──────── SOURCE DATA
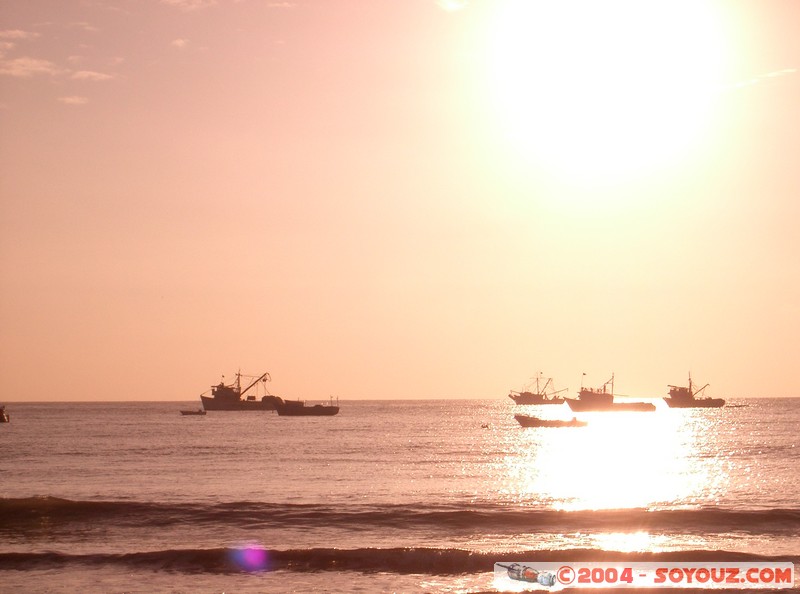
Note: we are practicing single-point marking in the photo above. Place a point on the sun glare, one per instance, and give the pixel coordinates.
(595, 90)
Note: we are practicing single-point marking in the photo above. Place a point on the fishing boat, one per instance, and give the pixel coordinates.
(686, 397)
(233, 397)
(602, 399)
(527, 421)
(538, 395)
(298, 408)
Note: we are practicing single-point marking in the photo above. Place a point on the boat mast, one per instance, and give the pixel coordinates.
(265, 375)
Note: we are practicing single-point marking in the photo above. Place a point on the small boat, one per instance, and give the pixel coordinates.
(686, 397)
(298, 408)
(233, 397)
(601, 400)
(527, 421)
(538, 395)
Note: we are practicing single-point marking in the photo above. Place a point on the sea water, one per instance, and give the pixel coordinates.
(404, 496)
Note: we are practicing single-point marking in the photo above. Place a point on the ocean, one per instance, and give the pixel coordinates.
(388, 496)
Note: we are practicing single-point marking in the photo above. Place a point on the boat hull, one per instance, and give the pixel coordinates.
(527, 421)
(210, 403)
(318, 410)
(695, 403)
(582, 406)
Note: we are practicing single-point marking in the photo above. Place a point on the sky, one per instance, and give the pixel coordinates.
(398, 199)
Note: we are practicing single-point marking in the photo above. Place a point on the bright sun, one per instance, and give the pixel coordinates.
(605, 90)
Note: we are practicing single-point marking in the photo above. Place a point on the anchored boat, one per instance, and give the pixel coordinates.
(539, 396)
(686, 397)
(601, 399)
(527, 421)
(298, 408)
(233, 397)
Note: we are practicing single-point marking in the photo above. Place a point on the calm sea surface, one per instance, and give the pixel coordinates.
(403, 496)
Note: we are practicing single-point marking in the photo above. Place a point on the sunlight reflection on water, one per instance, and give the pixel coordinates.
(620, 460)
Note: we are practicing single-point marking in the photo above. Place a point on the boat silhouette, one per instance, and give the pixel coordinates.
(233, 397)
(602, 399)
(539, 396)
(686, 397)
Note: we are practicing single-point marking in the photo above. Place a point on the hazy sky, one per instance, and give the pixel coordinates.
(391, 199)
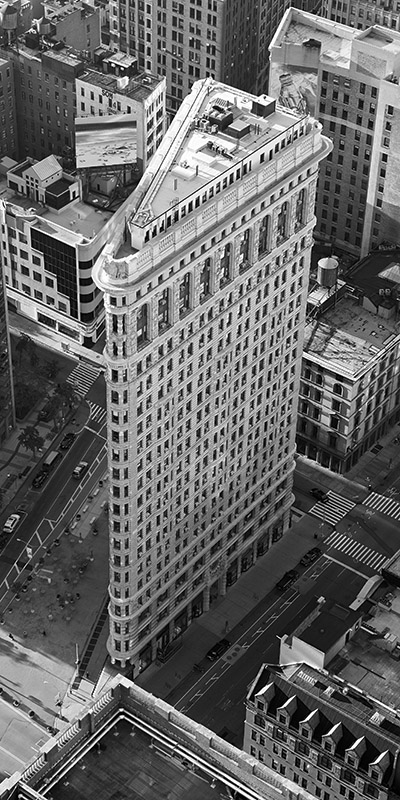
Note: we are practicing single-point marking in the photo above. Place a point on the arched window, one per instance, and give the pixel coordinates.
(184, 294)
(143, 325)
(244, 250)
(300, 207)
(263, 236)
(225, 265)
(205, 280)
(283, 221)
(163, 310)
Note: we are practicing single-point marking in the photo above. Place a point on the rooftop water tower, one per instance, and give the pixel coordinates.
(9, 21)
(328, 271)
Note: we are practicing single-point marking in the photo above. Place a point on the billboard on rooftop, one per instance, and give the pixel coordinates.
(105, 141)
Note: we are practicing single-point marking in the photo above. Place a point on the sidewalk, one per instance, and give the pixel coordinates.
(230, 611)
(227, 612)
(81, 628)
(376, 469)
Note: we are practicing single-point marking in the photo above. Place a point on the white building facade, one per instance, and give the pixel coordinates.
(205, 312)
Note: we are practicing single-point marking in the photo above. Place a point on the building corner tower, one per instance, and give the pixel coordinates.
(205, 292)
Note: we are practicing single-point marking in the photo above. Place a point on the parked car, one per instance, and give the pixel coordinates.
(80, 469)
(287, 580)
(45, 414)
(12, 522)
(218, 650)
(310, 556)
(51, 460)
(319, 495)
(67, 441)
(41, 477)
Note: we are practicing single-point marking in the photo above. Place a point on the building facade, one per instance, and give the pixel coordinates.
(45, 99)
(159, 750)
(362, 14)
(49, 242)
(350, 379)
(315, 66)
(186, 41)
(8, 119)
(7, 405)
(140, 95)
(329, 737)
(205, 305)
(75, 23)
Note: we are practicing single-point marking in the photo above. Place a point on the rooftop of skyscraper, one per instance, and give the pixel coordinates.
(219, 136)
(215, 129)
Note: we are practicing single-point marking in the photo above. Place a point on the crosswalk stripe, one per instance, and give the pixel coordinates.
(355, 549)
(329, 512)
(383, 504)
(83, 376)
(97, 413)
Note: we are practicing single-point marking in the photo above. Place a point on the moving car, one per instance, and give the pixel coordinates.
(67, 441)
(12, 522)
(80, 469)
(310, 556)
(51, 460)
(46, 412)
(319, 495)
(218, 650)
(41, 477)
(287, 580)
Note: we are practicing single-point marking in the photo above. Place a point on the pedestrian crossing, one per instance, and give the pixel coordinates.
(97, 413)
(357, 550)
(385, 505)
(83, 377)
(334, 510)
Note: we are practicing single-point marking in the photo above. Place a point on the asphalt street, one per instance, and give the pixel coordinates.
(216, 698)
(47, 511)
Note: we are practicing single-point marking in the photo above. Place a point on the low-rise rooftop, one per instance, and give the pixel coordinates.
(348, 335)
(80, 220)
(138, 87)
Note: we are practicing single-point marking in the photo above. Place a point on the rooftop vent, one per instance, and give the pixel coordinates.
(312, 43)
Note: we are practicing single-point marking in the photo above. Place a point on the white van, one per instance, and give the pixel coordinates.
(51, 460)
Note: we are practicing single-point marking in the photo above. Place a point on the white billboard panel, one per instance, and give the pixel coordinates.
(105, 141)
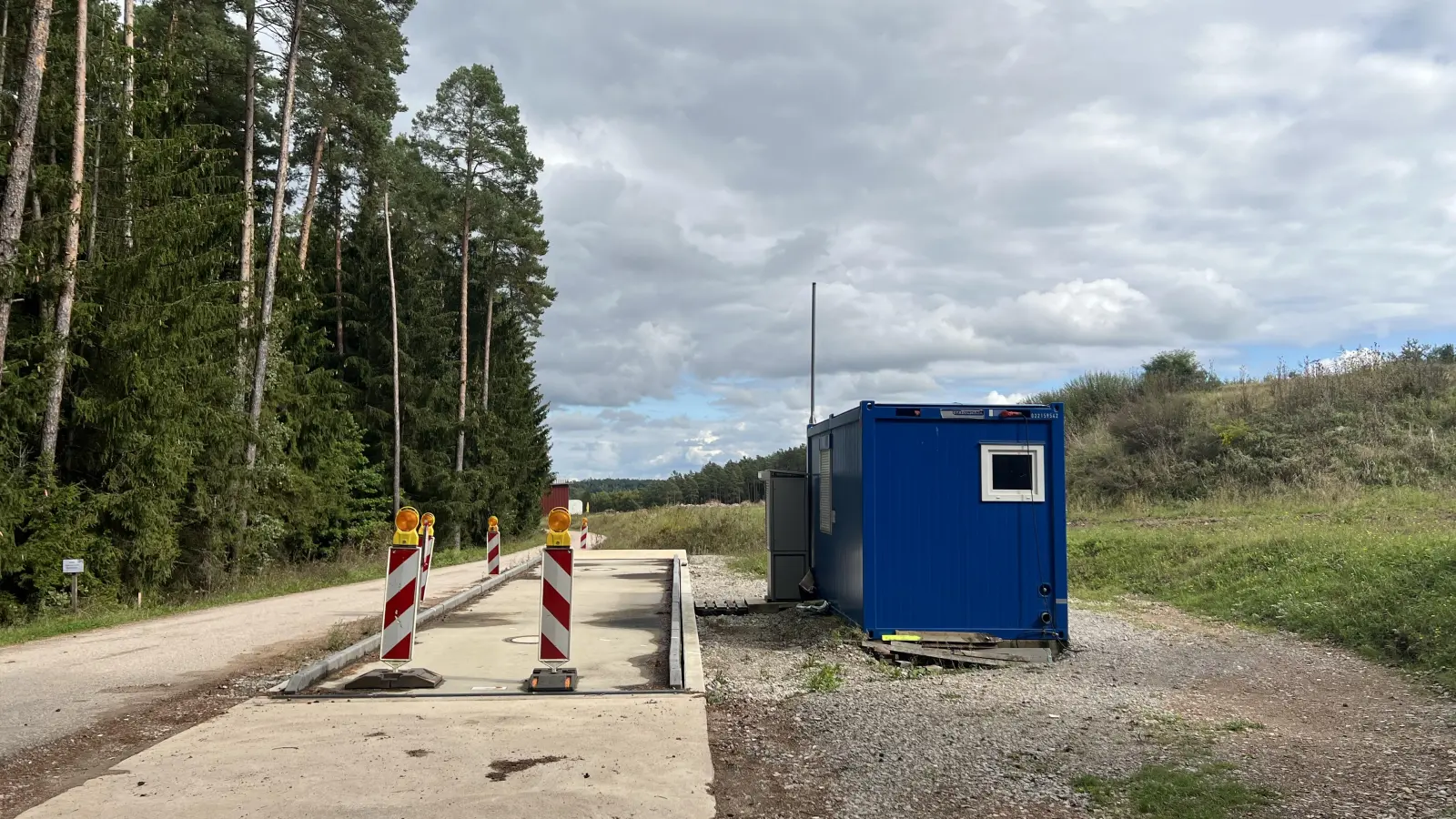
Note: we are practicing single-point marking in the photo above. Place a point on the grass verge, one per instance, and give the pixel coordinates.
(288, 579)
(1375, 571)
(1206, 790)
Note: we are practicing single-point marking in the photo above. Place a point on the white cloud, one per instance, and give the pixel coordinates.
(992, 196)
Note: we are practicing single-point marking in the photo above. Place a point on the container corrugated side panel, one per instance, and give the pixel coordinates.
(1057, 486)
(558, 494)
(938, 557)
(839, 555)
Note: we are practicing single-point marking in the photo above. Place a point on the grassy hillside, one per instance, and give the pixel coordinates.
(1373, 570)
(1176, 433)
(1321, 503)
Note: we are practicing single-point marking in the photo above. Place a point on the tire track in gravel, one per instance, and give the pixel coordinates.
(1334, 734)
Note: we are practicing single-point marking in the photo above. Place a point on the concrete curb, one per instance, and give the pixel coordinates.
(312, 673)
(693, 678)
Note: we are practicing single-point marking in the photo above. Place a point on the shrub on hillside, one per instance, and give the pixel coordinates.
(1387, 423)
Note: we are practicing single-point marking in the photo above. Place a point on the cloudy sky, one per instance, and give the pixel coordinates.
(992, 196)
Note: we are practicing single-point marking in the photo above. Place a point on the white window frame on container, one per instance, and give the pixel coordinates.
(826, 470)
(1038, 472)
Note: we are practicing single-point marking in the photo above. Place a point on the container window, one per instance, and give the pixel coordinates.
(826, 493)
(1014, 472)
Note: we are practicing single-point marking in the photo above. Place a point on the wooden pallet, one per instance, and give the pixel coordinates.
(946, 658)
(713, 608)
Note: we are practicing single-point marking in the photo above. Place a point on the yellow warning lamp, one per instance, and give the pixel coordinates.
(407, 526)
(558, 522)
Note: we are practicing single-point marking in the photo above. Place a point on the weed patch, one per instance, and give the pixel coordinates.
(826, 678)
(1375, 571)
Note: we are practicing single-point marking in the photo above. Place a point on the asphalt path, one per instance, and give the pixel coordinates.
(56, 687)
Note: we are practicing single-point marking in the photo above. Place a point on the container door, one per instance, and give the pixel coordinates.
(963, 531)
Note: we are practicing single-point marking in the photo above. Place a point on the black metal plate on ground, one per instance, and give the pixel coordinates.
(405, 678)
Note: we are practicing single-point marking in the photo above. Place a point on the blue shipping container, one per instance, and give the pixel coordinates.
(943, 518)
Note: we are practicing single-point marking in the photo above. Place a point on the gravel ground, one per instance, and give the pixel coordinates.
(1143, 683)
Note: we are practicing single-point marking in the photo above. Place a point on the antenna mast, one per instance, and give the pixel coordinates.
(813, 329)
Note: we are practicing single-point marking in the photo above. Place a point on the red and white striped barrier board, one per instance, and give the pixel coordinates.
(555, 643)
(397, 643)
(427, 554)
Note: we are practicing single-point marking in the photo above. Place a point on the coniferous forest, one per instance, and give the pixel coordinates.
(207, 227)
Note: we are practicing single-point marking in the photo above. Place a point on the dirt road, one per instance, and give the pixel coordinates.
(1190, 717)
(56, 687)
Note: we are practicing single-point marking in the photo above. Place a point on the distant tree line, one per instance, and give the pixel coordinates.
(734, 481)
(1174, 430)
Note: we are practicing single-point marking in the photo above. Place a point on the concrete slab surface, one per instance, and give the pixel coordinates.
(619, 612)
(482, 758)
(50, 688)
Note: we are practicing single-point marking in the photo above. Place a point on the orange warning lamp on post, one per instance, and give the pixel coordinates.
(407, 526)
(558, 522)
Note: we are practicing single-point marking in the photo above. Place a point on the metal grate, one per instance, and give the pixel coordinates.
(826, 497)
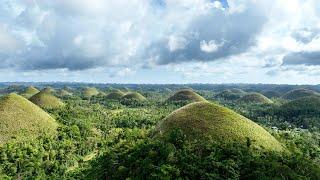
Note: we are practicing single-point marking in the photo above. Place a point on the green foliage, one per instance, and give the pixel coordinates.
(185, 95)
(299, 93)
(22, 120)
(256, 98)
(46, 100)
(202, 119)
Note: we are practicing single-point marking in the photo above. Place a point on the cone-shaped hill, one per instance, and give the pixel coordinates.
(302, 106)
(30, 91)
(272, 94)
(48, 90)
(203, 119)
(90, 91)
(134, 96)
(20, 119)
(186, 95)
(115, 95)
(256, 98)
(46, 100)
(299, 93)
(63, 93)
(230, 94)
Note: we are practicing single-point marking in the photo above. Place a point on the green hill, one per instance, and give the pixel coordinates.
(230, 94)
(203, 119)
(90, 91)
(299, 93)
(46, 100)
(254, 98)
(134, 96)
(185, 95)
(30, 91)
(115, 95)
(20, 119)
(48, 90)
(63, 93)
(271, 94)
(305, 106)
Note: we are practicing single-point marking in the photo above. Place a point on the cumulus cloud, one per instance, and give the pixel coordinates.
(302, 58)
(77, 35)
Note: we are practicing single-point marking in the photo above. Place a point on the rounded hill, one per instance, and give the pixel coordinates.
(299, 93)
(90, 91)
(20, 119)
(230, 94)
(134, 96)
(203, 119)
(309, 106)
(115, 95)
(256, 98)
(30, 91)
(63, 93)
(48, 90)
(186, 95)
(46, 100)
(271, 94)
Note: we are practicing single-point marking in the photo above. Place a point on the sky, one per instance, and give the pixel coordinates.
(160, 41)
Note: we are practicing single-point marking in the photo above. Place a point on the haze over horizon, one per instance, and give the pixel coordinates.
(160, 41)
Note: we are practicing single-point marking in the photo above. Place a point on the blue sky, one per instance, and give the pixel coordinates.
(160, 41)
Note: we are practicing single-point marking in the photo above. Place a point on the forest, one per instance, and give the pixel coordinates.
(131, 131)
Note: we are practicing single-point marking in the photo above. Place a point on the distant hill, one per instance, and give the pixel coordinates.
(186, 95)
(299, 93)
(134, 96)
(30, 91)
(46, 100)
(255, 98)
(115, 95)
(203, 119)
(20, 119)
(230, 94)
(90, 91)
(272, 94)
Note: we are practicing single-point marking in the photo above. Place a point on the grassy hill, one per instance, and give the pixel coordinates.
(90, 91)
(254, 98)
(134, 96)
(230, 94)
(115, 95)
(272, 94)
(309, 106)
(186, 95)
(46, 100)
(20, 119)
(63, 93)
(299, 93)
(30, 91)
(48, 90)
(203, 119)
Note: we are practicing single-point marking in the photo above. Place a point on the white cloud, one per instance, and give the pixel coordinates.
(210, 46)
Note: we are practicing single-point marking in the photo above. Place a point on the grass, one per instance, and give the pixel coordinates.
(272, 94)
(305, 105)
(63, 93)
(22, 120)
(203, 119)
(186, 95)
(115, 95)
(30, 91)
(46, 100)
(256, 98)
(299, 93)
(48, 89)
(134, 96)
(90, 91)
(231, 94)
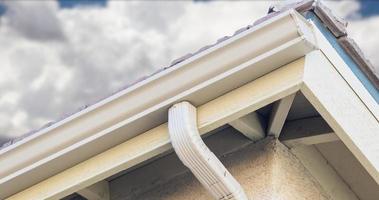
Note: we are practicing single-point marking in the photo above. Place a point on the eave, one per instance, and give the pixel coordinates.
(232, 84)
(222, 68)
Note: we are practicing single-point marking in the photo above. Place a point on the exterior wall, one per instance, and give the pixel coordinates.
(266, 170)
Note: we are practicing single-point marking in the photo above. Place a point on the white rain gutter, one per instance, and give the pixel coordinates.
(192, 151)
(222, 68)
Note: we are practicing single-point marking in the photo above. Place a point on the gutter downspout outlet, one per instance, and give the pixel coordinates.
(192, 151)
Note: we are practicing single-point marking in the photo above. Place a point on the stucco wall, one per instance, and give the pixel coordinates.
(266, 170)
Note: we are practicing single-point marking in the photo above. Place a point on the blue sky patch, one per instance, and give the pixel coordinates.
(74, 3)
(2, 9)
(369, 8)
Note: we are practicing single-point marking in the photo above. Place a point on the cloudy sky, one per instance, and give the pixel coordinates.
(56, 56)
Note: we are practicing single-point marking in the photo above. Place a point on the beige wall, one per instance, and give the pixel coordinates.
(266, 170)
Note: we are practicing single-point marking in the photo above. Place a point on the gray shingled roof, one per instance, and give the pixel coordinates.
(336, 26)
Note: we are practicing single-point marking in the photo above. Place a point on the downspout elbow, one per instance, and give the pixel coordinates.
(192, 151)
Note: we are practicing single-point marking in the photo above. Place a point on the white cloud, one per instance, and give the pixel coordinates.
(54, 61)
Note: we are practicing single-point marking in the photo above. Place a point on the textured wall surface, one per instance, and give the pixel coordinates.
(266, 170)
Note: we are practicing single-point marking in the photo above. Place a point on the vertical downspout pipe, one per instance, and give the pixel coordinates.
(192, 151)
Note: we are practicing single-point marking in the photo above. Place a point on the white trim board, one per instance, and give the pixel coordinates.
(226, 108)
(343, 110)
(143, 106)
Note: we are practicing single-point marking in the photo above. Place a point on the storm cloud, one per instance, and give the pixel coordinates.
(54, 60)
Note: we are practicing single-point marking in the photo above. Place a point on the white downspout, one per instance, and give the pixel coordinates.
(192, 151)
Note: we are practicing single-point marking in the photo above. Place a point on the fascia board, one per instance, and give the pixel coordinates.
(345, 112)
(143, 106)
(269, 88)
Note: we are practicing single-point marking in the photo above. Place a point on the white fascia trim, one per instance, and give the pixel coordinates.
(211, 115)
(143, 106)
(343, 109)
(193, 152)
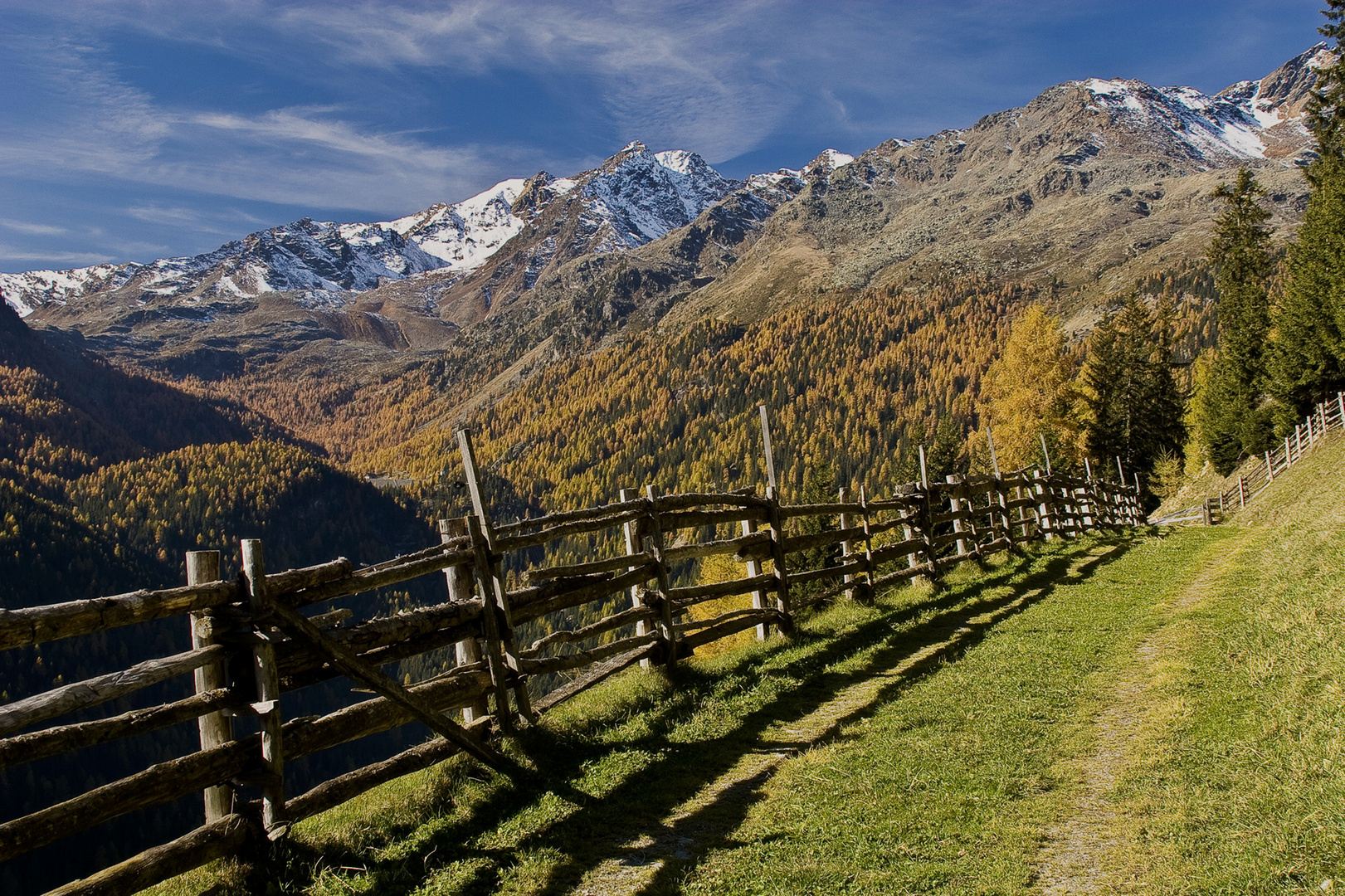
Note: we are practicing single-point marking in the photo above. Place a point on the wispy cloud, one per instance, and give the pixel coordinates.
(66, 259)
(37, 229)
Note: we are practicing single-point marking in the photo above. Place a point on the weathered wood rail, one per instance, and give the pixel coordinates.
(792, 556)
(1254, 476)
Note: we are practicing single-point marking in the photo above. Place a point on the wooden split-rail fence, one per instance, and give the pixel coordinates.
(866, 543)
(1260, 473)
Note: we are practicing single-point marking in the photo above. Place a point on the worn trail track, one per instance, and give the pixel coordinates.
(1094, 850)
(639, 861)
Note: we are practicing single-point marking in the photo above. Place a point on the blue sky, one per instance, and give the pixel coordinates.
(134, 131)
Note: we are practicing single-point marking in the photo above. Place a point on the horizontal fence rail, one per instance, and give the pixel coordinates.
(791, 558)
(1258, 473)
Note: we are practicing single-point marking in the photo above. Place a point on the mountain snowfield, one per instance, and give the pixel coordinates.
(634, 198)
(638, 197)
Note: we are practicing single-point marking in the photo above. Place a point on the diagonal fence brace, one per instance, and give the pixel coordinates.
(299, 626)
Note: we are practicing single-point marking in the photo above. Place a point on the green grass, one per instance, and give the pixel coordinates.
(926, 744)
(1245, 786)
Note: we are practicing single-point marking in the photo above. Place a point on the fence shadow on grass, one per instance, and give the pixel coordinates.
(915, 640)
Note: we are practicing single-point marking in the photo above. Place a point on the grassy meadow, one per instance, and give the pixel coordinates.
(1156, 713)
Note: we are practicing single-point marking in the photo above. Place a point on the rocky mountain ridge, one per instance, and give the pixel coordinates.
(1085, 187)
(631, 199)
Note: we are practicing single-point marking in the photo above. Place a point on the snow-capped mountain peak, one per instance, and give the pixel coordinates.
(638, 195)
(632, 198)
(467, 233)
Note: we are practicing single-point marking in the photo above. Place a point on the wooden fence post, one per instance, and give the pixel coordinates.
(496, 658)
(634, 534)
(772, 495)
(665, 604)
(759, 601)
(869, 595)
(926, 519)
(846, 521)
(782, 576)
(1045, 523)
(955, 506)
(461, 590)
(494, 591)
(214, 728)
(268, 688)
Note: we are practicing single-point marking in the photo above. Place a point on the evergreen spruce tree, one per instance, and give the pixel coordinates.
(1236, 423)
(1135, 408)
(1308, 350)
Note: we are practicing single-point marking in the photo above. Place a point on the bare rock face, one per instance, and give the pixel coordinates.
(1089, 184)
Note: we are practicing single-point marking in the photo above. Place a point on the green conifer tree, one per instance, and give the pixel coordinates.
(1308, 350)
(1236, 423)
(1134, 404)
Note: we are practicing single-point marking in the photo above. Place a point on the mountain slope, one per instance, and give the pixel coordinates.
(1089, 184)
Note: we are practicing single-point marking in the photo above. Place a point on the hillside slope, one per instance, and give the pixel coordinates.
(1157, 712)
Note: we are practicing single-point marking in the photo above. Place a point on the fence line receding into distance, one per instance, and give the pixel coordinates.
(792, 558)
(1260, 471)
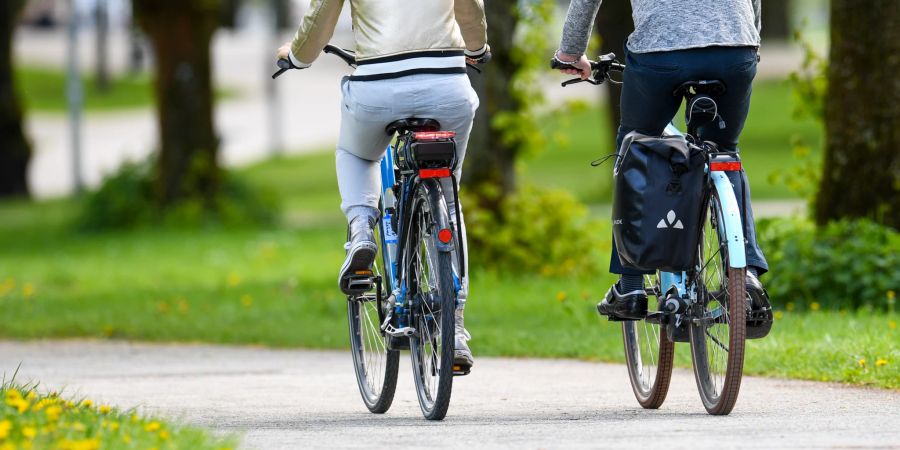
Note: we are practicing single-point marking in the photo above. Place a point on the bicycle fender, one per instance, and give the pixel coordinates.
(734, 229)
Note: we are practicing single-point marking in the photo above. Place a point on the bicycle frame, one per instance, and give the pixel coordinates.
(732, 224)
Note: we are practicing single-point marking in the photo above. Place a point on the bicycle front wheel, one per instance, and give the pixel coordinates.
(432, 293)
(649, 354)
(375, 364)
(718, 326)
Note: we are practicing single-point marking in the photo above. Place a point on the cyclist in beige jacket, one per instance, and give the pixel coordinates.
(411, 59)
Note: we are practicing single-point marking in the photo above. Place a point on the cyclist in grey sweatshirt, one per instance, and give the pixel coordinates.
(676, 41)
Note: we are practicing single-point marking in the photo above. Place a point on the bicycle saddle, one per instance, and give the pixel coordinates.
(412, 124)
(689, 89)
────────────────
#### [WHAT YOU HAVE TO DO]
Every line from the one containing "bicycle frame, one" through the end of the entries above must be echoed exactly, with both ends kept.

#### [RESULT]
Note: we are practicing single-point marking in the photo above. Place a point on the bicycle frame, one per instance, and give the pixel coordinates.
(732, 224)
Note: we are practicing single-point marking in the photo above. Place a point on the bicycle front wheel, one per instance, and give the pixel coordinates.
(432, 293)
(649, 354)
(375, 364)
(718, 326)
Note: we are practicing single-point marking in the photo above. Place a point on the cyclist in beige jacket, one per instance, and give the pixel coordinates.
(411, 59)
Note: we are practicing single-point marking in the photo above. Place a point on the cyclist in grey sweatshirt, one per instance, and give the pixel coordinates.
(676, 41)
Note: we are practicing single-point marking in the photo above. Place a point on the bicycle saddle, one per instance, and give the pixel coordinates.
(412, 124)
(689, 89)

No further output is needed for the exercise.